## SOURCE DOCUMENT
So, how do you bargain?

When you walk accross a shop, let say a T shirts shop, the seller often shout loudly to you in their Balinese accent, "Come ya, just have a look. Not buying is okay." You walk in and see something you like and take it. You try it and the seller give a price. Tell the seller that the price is too expensive, shake your head, and give the T-shirt back to the seller. Then the seller will lower the price or ask you to name your price. Normally, people bargain fifty percent of what the price is offered. Let say, the price is 10 bucks, then you bargain 5 bucks. Then maybe you’ll pay 7 dollar for it. But, indeed, you can start lower than fifty percent and end up paying fifty percent depending on the things you want to buy.

Sometimes the bargaining can be hard because the seller won’t lower the price. You have stated the price 6 bucks, but the seller remain in her price;9 bucks. What you can do is leave the shop. By leaving, it will look to the seller that you are not interested in buying, then she will lower the price. Maybe she says 8 bucks, but you walk farther, finally she says okay. She agree with your price. It is time to go back and get the goods.

In certain case, the seller will not call you back when you leave. This only can mean one thing, your price is too low. Then you should forget about it, and find other shop that sell the same stuff. You will find it easily. In fact, it is also important to visit few shops to have an idea how much things cost by comparing the price from one shop to other shop. Then you’ll be able to draw to a conclusion how much things really cost.

Why bargaining?

It is just a tradition in Bali, and I think in many Asian countries. It could be easier, you say, if all price is fixed and there is no need to bargain. Well, you can go to places like supermarket and shopping centre where the price is fixed. Balinese like bargaining. This you can see if you visit a local market where locals haggle for price. I think the idea of bargaining make us feel that we can get better or less expensive price.

## WRITTEN TASK A
Count the lines in the rows that contain the string "black", treating uppercase and lowercase as different. Reply with the number only.
The bargaining text and the rows are separate and unrelated.

## RAW RECORDS

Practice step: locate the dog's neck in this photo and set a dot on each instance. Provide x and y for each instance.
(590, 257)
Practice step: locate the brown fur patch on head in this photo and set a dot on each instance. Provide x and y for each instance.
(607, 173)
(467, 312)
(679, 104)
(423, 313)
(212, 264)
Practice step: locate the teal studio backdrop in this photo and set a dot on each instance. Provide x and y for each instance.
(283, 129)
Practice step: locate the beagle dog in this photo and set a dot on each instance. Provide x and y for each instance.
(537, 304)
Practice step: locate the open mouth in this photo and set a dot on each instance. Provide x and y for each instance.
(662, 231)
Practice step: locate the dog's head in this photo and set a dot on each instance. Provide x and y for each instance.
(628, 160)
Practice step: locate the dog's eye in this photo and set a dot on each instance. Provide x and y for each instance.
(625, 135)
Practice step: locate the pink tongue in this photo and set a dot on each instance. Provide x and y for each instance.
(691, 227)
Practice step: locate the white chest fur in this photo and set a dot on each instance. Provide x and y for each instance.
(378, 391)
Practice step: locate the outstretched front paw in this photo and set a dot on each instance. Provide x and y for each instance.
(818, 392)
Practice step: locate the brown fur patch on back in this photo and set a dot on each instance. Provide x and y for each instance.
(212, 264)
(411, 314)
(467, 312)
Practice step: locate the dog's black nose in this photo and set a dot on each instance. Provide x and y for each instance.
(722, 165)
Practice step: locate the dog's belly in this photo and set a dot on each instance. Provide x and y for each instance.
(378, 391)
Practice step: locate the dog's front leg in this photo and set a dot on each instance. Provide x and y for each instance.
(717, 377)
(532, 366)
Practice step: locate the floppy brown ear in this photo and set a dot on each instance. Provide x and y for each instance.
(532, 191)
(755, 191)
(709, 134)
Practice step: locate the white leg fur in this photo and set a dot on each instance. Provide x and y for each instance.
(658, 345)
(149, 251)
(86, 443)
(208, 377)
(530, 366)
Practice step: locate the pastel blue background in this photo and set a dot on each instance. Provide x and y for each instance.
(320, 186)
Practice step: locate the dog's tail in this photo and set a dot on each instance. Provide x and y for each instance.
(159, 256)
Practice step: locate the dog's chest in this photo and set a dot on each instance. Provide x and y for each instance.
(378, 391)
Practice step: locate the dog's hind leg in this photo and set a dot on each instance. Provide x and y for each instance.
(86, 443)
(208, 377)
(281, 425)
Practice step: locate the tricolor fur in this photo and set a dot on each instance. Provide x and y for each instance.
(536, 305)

* * *

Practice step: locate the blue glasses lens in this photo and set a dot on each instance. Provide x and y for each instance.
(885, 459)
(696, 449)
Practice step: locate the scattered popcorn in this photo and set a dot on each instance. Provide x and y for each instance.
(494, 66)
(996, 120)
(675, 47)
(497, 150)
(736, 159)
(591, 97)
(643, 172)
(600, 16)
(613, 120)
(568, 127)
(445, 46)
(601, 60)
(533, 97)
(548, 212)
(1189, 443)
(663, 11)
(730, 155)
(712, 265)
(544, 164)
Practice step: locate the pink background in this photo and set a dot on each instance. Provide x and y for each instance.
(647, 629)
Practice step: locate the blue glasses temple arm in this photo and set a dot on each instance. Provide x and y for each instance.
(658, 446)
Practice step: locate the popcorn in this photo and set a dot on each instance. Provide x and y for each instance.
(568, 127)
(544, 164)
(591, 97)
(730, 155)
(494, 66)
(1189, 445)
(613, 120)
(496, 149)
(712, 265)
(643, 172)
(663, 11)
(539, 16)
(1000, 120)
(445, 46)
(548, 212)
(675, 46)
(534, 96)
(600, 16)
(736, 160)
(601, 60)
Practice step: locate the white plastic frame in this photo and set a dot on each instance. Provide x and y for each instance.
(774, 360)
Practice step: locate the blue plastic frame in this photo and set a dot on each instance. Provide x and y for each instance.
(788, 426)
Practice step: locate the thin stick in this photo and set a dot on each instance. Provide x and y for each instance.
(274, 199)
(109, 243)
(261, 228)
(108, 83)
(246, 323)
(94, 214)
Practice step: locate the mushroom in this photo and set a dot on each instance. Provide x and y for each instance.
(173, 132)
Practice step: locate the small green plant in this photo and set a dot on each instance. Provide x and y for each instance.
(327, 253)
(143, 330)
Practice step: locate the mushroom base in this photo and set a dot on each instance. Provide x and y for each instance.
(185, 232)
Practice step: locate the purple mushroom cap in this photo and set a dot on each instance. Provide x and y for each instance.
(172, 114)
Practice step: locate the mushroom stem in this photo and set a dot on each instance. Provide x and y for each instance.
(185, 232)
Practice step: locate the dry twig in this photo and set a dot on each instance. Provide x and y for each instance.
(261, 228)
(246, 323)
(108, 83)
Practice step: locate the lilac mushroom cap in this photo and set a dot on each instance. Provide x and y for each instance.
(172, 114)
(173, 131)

--

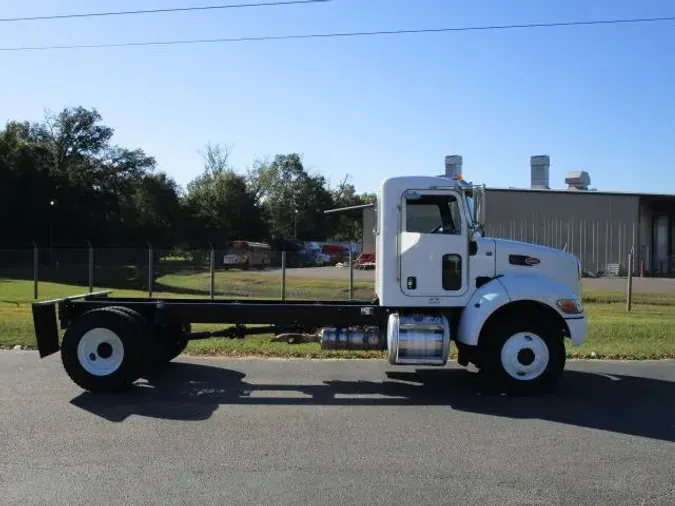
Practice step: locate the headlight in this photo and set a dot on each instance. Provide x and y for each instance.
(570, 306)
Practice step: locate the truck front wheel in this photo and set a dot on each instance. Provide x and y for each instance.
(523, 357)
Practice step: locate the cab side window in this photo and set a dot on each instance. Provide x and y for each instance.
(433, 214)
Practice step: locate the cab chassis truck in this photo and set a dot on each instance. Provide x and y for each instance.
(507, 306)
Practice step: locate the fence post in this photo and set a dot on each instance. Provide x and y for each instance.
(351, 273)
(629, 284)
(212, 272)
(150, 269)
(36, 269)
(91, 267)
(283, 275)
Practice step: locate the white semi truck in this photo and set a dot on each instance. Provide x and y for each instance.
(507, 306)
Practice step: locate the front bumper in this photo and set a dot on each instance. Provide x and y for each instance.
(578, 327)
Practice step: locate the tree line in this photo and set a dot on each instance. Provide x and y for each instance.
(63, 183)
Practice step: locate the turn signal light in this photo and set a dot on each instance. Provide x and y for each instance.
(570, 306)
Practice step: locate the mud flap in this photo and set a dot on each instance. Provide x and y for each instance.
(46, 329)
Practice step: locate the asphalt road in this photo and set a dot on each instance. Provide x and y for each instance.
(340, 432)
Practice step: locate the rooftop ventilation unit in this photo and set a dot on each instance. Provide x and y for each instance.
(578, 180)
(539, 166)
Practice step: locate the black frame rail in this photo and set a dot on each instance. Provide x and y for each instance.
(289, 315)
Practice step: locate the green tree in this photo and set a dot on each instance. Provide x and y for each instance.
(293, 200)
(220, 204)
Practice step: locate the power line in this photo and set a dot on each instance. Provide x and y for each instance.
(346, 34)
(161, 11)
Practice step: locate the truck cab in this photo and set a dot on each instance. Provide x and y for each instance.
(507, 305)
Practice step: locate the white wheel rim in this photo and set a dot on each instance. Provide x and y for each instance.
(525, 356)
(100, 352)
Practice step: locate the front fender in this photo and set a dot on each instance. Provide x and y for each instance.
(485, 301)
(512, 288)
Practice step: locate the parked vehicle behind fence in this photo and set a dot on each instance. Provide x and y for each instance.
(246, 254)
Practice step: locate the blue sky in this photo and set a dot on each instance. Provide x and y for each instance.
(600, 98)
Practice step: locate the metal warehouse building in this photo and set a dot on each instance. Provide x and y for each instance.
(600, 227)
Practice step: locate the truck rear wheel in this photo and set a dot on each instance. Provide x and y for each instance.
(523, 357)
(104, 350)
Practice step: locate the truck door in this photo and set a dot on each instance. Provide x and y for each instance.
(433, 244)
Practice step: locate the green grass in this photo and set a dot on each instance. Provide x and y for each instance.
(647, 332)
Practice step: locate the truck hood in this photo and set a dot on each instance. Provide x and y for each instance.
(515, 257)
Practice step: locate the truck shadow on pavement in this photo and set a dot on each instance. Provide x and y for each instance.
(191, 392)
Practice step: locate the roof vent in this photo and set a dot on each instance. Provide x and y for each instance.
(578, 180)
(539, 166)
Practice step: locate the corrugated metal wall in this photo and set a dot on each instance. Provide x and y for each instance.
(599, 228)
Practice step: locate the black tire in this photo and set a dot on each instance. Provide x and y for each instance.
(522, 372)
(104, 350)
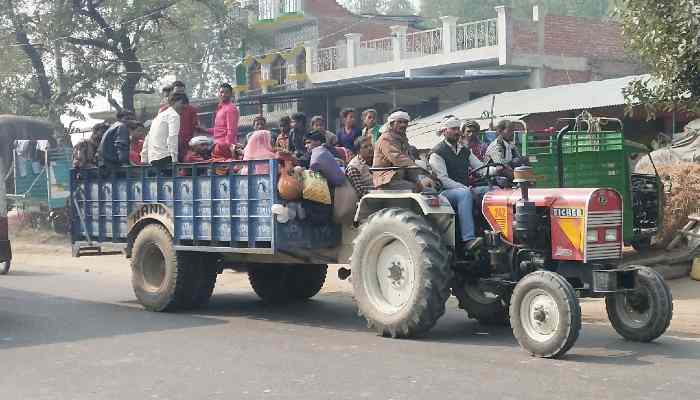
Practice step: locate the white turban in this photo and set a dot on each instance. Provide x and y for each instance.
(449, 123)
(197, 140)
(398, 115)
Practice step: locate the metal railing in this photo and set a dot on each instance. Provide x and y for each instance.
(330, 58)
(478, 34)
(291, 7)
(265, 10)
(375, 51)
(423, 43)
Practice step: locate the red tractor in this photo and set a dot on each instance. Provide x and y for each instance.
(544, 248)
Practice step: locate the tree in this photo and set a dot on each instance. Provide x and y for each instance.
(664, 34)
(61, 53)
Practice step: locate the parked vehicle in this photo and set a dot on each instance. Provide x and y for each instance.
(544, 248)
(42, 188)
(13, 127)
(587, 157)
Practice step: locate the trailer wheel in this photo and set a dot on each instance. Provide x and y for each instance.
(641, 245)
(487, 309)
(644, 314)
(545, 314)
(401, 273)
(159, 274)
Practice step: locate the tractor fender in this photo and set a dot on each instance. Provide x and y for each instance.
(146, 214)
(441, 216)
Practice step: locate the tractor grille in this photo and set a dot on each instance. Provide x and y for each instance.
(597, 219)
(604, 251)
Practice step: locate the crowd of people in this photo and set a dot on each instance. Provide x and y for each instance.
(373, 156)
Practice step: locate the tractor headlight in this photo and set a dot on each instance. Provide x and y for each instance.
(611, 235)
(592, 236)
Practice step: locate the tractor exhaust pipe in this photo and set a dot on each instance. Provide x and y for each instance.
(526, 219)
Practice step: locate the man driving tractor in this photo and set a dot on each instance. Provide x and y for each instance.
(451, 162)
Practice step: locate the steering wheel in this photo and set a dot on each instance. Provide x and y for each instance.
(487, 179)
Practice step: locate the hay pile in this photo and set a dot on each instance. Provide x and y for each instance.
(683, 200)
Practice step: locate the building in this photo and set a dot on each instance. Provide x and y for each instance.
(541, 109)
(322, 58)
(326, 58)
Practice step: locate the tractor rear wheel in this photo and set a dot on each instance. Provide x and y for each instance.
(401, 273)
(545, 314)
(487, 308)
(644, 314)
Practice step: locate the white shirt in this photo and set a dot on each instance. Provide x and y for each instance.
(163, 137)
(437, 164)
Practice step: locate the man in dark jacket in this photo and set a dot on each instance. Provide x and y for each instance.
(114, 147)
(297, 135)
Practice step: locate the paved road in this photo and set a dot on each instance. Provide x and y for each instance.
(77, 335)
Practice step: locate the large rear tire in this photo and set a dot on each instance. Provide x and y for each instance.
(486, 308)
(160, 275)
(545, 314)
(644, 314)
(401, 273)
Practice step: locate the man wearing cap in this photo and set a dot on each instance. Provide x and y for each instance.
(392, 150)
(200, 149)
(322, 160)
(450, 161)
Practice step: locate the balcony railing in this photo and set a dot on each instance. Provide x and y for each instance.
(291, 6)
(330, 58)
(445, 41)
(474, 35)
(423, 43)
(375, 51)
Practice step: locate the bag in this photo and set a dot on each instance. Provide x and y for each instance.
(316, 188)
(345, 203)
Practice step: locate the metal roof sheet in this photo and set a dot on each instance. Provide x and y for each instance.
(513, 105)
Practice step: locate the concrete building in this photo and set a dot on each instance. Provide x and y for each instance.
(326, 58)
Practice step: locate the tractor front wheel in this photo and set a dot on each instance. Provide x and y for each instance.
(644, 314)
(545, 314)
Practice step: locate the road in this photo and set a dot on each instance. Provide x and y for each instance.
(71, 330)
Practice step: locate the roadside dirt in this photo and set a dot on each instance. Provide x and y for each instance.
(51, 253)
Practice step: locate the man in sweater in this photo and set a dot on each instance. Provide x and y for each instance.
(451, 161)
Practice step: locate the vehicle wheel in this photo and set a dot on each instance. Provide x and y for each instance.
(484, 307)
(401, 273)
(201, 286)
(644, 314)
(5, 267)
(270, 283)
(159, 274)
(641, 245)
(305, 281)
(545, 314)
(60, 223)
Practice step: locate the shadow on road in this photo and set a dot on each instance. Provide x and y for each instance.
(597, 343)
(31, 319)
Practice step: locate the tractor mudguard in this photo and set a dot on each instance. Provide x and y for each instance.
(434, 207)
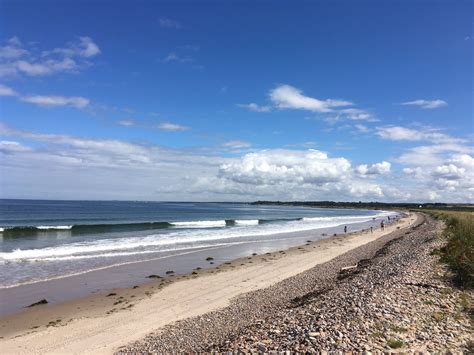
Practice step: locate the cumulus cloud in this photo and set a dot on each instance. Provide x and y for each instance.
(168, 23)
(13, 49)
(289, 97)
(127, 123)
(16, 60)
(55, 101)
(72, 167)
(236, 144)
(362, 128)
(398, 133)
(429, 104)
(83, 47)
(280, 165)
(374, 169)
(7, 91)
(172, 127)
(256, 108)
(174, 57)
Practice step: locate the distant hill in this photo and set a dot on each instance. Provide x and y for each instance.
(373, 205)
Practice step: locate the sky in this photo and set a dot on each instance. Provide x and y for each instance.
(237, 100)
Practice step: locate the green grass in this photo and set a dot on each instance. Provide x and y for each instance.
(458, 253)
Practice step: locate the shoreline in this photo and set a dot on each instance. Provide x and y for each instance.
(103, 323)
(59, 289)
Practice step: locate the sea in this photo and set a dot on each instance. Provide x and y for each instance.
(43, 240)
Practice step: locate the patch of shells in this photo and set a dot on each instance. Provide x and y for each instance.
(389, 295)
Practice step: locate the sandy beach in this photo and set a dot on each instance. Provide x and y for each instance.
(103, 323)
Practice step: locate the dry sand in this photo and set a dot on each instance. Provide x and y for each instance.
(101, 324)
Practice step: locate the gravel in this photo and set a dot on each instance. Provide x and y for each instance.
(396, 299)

## WRITTEN TASK B
Please return the passage from the bargaining text starting at "In certain case, the" and ending at "things really cost.", copied word for word.

## CORRECT OUTPUT A
3

## CORRECT OUTPUT B
In certain case, the seller will not call you back when you leave. This only can mean one thing, your price is too low. Then you should forget about it, and find other shop that sell the same stuff. You will find it easily. In fact, it is also important to visit few shops to have an idea how much things cost by comparing the price from one shop to other shop. Then you’ll be able to draw to a conclusion how much things really cost.